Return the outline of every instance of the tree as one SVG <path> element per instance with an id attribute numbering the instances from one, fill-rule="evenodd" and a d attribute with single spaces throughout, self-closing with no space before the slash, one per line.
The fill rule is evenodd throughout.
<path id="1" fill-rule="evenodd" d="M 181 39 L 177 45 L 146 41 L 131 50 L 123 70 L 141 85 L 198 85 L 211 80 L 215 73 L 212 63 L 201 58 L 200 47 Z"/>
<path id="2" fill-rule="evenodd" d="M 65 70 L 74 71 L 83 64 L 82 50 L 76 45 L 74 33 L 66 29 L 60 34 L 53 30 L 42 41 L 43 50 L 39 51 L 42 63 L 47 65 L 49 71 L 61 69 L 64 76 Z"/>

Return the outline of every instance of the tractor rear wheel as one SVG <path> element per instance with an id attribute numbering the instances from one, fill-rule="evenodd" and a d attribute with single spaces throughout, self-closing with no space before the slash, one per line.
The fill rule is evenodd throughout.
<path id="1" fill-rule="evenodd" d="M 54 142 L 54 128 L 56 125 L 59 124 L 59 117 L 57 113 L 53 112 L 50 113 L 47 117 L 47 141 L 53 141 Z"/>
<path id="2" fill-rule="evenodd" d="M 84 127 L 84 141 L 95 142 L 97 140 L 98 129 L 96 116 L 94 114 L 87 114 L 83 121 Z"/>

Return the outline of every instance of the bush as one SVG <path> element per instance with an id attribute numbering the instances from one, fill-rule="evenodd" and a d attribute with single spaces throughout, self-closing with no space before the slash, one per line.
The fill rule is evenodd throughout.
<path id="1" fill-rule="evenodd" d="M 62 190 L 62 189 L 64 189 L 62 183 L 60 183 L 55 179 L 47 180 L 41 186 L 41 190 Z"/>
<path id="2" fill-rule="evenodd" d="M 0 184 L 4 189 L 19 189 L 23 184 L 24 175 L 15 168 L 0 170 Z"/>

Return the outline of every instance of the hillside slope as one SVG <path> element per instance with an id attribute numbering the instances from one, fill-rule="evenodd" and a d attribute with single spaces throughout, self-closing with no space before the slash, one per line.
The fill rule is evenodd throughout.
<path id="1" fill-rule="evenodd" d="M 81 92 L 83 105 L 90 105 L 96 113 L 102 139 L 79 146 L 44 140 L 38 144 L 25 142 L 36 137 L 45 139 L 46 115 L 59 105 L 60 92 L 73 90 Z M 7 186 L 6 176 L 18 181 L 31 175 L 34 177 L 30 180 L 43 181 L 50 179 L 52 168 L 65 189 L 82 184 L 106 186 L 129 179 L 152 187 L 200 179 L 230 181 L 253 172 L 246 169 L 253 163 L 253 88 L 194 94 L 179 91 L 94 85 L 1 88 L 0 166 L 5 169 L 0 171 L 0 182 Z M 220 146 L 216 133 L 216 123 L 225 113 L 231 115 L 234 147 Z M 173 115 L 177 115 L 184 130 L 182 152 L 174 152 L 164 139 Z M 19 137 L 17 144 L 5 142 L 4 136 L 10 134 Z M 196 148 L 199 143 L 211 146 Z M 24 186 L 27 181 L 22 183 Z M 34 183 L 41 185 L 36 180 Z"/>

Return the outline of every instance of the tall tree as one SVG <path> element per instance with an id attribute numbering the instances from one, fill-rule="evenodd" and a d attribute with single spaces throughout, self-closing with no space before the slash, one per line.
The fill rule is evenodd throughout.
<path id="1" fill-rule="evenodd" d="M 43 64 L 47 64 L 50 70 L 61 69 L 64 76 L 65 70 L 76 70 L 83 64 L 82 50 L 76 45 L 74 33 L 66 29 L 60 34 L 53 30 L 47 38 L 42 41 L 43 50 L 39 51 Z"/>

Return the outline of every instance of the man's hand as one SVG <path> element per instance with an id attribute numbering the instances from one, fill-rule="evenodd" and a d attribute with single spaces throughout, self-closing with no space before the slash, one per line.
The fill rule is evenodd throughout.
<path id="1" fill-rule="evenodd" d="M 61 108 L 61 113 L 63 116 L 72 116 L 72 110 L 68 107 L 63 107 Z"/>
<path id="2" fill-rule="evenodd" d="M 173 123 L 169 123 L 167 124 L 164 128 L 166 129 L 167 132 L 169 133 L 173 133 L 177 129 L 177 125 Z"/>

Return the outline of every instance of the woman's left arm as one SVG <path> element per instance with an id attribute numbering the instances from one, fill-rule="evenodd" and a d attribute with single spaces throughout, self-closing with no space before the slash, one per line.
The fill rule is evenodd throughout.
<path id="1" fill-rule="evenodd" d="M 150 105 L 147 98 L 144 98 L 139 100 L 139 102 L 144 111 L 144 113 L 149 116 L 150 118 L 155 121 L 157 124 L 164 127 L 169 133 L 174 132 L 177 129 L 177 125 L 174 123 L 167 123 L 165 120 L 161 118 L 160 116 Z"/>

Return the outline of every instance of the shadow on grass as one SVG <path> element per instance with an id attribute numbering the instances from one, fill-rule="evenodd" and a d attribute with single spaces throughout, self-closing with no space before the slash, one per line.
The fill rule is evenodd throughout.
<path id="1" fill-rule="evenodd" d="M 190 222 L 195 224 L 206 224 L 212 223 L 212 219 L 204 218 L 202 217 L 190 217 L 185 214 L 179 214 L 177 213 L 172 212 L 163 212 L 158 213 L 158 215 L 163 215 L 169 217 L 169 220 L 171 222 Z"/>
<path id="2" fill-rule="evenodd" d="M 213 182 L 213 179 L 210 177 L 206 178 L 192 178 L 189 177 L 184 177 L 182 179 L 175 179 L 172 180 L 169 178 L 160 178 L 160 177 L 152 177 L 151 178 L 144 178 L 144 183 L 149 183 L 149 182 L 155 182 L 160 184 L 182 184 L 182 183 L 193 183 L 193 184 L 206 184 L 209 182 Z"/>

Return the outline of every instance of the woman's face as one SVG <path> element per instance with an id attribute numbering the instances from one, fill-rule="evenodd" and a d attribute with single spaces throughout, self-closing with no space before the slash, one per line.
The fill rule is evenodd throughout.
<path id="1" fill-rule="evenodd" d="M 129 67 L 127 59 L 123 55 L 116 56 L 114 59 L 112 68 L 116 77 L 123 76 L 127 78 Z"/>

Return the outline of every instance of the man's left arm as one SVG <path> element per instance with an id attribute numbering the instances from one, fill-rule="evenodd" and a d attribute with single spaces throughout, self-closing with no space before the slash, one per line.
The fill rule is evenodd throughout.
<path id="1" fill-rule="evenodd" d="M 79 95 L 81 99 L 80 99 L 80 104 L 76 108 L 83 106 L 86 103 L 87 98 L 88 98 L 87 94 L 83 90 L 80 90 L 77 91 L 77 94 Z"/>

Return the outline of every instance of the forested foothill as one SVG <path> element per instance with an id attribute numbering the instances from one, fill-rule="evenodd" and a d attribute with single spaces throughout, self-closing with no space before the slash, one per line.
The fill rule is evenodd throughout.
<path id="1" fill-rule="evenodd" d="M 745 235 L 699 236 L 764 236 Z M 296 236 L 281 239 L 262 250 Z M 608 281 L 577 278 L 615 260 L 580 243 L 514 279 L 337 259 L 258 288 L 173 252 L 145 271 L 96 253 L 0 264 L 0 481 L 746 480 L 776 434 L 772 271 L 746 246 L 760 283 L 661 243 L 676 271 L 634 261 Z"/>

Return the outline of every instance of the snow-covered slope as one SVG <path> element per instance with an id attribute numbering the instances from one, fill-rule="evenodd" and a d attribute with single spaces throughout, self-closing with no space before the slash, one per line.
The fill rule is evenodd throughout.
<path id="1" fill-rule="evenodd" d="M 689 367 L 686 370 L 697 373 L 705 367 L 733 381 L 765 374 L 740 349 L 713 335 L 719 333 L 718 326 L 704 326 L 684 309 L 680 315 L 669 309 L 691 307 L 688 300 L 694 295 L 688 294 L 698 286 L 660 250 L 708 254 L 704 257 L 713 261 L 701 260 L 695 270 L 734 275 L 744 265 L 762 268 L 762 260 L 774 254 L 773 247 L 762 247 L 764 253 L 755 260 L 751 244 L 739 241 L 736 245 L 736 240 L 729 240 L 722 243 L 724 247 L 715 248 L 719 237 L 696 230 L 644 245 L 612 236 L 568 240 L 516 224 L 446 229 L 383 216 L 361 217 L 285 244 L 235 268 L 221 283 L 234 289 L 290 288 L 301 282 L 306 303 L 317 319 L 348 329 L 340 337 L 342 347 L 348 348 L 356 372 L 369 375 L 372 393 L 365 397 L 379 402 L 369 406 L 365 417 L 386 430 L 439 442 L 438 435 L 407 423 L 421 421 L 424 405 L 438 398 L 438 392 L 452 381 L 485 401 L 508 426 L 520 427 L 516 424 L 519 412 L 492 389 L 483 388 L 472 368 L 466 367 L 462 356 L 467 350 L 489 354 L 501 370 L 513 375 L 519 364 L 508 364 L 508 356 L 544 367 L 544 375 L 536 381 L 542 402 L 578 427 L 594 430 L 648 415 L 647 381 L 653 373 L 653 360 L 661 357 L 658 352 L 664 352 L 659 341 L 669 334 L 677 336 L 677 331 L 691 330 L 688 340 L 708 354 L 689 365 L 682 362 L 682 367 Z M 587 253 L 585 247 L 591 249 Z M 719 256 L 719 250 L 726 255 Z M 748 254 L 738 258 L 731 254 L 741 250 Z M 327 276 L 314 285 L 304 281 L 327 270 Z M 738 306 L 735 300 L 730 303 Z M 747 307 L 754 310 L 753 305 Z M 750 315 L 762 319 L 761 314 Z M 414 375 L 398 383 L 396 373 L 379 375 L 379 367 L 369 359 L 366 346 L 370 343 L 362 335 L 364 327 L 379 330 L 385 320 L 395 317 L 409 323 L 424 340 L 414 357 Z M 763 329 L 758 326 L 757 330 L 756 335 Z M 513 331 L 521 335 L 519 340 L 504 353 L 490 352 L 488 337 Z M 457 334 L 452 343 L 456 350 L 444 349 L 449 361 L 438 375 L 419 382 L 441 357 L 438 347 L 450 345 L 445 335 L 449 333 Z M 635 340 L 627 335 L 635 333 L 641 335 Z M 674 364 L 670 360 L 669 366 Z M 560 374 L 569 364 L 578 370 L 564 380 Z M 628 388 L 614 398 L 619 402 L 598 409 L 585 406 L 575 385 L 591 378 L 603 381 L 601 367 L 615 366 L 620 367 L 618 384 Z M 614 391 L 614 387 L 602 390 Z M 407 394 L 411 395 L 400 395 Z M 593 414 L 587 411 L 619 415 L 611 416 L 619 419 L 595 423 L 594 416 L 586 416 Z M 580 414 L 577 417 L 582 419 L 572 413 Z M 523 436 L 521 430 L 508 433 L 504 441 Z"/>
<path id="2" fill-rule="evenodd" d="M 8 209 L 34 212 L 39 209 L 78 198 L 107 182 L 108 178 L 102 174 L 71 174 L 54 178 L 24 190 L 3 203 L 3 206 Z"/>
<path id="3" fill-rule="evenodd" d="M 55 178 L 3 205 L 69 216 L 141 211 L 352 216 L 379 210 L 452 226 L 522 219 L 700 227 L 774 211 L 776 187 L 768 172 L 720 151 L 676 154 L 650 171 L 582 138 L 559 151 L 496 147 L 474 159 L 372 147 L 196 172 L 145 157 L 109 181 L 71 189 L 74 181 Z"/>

┄┄┄┄┄┄┄┄┄┄┄┄┄┄┄┄┄┄┄┄

- **Required task**: Echo the stretch of lines from the start of the records through the line containing "65 70 L 74 71", both ends included, repeating them exactly.

- **Worked solution**:
Return the outline of every instance of the tree as one SVG <path> element per instance with an id attribute numbering the instances from one, fill-rule="evenodd" and a d attribute with single spaces throughout, self-closing with no space before the slash, one per line.
The fill rule is evenodd throughout.
<path id="1" fill-rule="evenodd" d="M 181 39 L 177 45 L 146 41 L 131 50 L 123 70 L 141 85 L 198 85 L 211 80 L 215 73 L 212 63 L 201 58 L 200 47 Z"/>
<path id="2" fill-rule="evenodd" d="M 65 70 L 74 71 L 83 64 L 82 50 L 76 45 L 74 33 L 66 29 L 60 34 L 53 30 L 42 41 L 43 50 L 39 51 L 42 63 L 47 65 L 49 71 L 61 69 L 64 76 Z"/>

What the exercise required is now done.